DATA PROVIDED
-----
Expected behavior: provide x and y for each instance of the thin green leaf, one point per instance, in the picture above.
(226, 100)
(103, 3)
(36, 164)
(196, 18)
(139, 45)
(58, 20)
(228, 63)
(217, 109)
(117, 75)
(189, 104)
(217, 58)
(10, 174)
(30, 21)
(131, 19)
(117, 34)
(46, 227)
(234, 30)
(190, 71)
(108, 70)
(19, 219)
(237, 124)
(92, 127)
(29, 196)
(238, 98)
-----
WORK INSTRUCTIONS
Write out the data above once more, exactly as it stands.

ANSWER BOX
Expected behavior: provide x and y for each instance of the thin green leaf, one point per instance, in the picture above.
(226, 100)
(103, 3)
(36, 164)
(196, 18)
(139, 45)
(58, 20)
(228, 63)
(217, 109)
(117, 75)
(189, 104)
(217, 58)
(10, 174)
(30, 21)
(131, 19)
(117, 34)
(46, 227)
(234, 30)
(190, 71)
(108, 70)
(19, 219)
(237, 124)
(92, 127)
(29, 196)
(238, 98)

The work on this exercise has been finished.